Given instruction
Using the Verilog files overview, say whether each statement agrees with it, answering yes or no and quoting the words that decide it: (a) each FPGA has 32 cores; (b) HBM holds the neuron state data; (c) the slower of the two clocks runs at 450 MHz.

Passage shown
# # # # # # #
3 Verilog Files Review#

Overview#

The Verilog File directory contains the FPGA hardware implementation for a neuromorphic computing system designed to simulate large-scale spiking neural networks. This implementation targets Xilinx XCVU37p FPGAs with High Bandwidth Memory (HBM) and is part of the CRI (Cognitive Research Infrastructure) neuromorphic computing cluster at San Diego Supercomputer Center.

System Scale#

  • 40 FPGA boards across 5 compute servers

  • 32 cores per FPGA (each core can process 128K neurons)

  • 4M neurons per FPGA, 160M neurons total system capacity

  • 400+ GBps HBM bandwidth per board

Key Features#

  • Supports 16 neuron groups per core (8192 neurons each)

  • Multi-clock domain design: 225 MHz (aclk) and 450 MHz (aclk450)

  • Three-tier memory hierarchy:

    • BRAM for axon/external event data

    • URAM for neuron state data

    • HBM for synaptic connectivity data

  • PCIe Gen3 x16 interface for host communication via DMA

  • Two-phase execution model: External events (Phase 1) → Internal updates (Phase 2)
# # # # # # #
Data section
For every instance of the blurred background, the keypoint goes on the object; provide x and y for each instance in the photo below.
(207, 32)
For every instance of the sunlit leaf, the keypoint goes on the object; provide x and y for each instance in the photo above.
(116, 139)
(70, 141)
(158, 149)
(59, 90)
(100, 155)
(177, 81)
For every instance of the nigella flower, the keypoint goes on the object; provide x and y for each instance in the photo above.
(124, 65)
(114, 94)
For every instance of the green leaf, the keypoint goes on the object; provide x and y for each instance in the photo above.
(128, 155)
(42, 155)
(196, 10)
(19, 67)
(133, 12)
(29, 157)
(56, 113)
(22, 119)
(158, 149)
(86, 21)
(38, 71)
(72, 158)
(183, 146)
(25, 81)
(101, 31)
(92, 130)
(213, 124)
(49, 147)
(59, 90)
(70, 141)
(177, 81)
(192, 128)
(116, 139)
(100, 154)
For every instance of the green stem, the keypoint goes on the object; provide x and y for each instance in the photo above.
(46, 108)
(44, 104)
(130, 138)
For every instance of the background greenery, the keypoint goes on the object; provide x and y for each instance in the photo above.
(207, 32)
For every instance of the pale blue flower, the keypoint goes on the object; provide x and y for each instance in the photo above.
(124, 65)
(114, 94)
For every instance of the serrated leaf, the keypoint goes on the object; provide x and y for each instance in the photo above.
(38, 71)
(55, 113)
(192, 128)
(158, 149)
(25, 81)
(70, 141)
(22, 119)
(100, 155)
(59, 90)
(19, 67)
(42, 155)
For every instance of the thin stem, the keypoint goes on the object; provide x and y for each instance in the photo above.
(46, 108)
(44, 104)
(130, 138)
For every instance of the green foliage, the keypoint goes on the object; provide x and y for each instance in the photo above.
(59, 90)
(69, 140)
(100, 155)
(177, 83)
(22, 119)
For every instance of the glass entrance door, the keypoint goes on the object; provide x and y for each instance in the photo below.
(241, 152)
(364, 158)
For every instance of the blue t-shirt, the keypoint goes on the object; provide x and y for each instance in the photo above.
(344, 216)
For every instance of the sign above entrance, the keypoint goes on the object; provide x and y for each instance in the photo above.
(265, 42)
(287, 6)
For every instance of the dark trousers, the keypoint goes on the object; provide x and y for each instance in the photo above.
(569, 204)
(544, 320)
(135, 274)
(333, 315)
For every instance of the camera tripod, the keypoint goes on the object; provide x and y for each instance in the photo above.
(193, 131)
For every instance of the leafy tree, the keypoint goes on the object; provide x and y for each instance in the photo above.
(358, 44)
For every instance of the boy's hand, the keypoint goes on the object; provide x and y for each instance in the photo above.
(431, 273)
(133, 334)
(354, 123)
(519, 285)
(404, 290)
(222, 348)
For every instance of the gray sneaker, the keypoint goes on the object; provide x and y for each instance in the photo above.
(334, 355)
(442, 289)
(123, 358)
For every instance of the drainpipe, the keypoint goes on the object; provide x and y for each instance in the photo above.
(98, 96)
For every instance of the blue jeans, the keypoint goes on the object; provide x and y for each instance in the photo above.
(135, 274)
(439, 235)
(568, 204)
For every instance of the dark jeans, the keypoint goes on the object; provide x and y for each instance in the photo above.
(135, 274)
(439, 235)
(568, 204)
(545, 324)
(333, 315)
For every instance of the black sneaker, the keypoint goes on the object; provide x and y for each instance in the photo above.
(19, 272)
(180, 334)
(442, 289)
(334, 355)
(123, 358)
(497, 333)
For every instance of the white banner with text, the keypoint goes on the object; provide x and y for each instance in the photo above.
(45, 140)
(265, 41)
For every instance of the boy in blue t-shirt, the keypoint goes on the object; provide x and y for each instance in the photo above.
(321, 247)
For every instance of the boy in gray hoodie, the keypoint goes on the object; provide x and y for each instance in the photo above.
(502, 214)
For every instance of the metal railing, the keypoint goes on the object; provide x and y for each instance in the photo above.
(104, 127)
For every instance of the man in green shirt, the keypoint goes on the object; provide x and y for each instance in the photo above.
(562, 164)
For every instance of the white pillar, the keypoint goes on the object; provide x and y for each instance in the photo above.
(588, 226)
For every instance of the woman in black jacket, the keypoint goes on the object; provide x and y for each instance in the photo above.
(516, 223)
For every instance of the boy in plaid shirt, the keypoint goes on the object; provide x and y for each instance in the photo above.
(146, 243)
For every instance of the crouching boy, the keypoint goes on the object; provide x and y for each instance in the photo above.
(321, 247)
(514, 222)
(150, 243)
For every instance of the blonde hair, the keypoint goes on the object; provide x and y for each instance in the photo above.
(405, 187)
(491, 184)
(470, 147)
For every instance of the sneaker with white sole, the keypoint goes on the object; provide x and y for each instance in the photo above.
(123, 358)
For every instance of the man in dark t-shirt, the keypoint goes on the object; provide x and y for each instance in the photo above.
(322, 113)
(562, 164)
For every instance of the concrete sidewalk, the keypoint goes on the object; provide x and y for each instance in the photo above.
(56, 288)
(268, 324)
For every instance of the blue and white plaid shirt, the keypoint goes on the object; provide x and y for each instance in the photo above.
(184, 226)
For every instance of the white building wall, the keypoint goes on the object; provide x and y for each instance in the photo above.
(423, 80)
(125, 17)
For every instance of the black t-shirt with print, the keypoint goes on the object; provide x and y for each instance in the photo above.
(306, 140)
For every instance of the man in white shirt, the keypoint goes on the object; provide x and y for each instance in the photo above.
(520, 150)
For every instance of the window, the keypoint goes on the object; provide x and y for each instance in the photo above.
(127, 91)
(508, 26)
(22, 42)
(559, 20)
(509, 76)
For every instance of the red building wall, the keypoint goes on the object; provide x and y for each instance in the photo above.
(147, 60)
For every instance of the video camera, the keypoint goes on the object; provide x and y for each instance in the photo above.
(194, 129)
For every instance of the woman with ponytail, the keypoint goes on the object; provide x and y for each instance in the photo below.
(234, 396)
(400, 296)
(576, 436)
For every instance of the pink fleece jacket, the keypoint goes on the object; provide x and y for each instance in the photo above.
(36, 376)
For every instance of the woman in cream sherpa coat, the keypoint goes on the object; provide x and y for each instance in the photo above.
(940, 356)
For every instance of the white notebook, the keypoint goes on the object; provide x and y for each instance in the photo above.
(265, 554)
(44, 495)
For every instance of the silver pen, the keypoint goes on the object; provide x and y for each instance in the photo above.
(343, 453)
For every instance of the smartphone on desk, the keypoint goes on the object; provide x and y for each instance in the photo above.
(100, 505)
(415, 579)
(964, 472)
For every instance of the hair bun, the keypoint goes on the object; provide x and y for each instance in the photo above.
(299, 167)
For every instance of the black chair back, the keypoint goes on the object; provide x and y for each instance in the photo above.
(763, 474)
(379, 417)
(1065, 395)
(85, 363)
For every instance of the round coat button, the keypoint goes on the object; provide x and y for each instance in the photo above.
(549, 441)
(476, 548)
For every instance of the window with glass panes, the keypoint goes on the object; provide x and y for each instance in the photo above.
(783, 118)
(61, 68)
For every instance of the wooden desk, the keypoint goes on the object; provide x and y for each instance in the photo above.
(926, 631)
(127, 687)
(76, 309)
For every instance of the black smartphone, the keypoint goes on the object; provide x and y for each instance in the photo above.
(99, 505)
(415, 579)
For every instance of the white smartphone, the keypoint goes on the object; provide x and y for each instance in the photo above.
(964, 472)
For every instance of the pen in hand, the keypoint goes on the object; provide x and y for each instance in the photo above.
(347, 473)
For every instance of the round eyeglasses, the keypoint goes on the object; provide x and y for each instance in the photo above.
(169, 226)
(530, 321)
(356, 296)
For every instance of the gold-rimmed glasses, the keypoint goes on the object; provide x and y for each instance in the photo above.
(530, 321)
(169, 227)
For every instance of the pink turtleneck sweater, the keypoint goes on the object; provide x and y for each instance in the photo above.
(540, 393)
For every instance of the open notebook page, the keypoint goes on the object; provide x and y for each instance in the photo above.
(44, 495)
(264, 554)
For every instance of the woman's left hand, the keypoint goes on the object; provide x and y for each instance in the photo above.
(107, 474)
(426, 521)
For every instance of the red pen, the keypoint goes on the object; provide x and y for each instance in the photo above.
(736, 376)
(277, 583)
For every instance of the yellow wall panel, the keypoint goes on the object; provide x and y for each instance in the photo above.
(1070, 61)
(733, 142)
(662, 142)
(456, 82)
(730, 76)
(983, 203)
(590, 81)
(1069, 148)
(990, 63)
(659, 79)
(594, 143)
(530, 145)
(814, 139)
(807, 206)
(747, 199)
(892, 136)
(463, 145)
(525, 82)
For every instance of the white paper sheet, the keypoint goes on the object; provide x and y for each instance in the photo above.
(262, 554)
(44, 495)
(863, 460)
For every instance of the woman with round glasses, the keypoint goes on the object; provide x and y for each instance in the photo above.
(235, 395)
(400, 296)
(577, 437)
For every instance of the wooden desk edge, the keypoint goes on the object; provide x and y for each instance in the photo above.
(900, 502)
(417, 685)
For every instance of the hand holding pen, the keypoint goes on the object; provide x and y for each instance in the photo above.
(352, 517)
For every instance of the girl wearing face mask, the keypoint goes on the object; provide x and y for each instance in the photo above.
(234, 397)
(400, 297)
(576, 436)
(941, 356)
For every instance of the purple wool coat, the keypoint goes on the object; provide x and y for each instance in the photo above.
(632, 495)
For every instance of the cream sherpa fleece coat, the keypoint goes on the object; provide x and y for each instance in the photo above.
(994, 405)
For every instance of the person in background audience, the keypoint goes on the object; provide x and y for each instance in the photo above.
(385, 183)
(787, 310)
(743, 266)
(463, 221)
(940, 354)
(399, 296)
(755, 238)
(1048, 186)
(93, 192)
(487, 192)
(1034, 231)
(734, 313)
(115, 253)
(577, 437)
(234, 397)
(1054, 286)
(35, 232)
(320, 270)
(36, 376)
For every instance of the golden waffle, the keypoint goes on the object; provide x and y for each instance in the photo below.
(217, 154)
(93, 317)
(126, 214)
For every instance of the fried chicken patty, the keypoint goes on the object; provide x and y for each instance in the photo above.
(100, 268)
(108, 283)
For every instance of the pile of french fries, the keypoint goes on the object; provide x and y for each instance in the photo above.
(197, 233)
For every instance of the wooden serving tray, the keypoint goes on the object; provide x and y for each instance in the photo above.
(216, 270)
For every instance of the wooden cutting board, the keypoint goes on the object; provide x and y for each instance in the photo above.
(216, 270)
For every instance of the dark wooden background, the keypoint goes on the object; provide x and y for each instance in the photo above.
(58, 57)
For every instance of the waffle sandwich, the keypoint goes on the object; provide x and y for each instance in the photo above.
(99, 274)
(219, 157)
# # # # # # #
Written answer
(a) Yes: "32 cores per FPGA (each core can process 128K neurons)"
(b) No: "URAM for neuron state data"
(c) No: "225 MHz (aclk) and 450 MHz (aclk450)"